---------- Provided data ----------

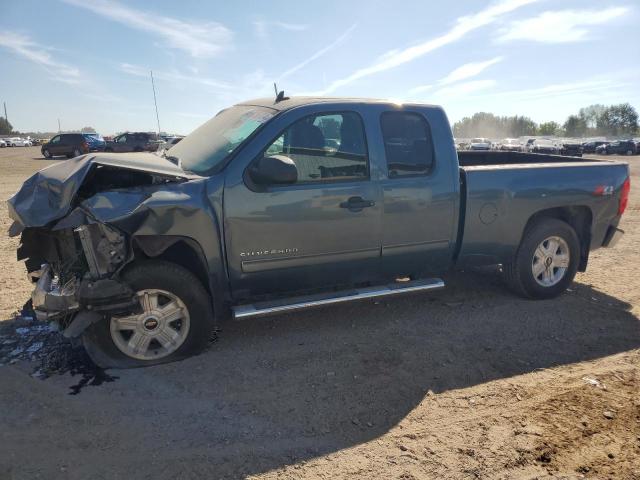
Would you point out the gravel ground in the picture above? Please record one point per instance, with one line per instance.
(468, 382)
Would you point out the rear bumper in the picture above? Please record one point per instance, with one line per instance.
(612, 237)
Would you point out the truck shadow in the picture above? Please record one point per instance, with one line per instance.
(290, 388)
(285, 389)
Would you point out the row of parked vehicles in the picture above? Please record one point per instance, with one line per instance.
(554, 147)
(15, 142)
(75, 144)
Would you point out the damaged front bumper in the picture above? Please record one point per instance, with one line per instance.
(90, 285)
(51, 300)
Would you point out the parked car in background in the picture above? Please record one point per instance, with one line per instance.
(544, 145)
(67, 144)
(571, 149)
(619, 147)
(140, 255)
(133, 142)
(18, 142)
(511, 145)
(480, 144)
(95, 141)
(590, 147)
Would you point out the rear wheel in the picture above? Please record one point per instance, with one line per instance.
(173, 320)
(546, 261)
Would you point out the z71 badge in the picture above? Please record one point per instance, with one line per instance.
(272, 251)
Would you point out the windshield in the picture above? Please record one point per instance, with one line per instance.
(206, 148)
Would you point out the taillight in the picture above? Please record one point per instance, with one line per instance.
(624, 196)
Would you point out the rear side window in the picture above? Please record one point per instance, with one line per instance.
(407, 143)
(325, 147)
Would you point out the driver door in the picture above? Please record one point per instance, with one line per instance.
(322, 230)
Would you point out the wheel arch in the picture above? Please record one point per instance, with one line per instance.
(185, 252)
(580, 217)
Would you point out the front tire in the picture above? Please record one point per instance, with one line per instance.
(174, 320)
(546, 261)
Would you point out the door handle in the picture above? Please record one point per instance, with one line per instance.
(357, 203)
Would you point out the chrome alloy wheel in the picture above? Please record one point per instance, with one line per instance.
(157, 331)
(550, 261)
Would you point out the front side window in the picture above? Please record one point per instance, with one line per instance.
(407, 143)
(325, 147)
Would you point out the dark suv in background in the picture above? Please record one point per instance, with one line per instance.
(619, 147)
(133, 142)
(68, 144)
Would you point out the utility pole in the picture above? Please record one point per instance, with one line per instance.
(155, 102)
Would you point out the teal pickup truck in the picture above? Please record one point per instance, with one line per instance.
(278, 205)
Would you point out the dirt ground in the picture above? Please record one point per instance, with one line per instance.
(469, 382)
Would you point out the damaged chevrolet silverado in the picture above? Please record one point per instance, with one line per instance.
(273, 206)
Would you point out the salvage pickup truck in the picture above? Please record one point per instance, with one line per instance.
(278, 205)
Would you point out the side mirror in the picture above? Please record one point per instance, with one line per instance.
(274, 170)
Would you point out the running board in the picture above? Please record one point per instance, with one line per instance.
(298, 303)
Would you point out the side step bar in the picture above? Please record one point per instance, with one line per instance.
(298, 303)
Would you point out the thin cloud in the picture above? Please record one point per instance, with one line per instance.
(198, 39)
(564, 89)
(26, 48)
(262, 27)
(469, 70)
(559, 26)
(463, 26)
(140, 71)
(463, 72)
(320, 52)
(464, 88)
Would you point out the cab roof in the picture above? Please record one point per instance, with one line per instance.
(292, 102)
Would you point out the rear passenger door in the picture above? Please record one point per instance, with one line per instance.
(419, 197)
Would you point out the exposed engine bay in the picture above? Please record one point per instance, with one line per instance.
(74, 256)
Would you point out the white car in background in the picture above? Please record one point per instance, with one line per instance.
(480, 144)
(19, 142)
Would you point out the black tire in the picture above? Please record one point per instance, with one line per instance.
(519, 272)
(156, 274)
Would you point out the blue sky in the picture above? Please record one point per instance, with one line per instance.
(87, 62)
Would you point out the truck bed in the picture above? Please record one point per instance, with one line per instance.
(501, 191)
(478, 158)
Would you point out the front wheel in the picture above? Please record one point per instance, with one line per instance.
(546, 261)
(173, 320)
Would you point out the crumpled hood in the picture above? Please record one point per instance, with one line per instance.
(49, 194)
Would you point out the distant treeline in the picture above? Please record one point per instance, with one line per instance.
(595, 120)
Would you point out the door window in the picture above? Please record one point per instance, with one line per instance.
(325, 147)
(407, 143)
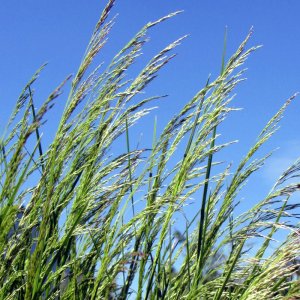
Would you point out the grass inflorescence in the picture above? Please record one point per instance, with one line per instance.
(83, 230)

----------

## Task details
Your task is to retype the lines running from the one that contains "Would you point out the truck bed" through the end of the records, and nothing else. Pictures are not part of the copy.

## Exercise response
Would you point out the truck bed in the picture above? Please record one point per instance, with one line per instance.
(501, 191)
(478, 158)
Would you point out the front wheel in the picture above? Please record one point per instance, with one line per instance.
(546, 261)
(173, 320)
Would you point out the crumpled hood in the picture above? Please record one point per instance, with one line per instance.
(49, 194)
Would you point out the distant treeline in the picture above? Please record one point per instance, with one line per instance.
(595, 120)
Would you point out the door window in the picture above? Please record one point per instance, with one line per instance.
(325, 147)
(407, 143)
Would you point out the grass inflorescence in the picture above? Please record one point per instance, with one line per instance.
(83, 230)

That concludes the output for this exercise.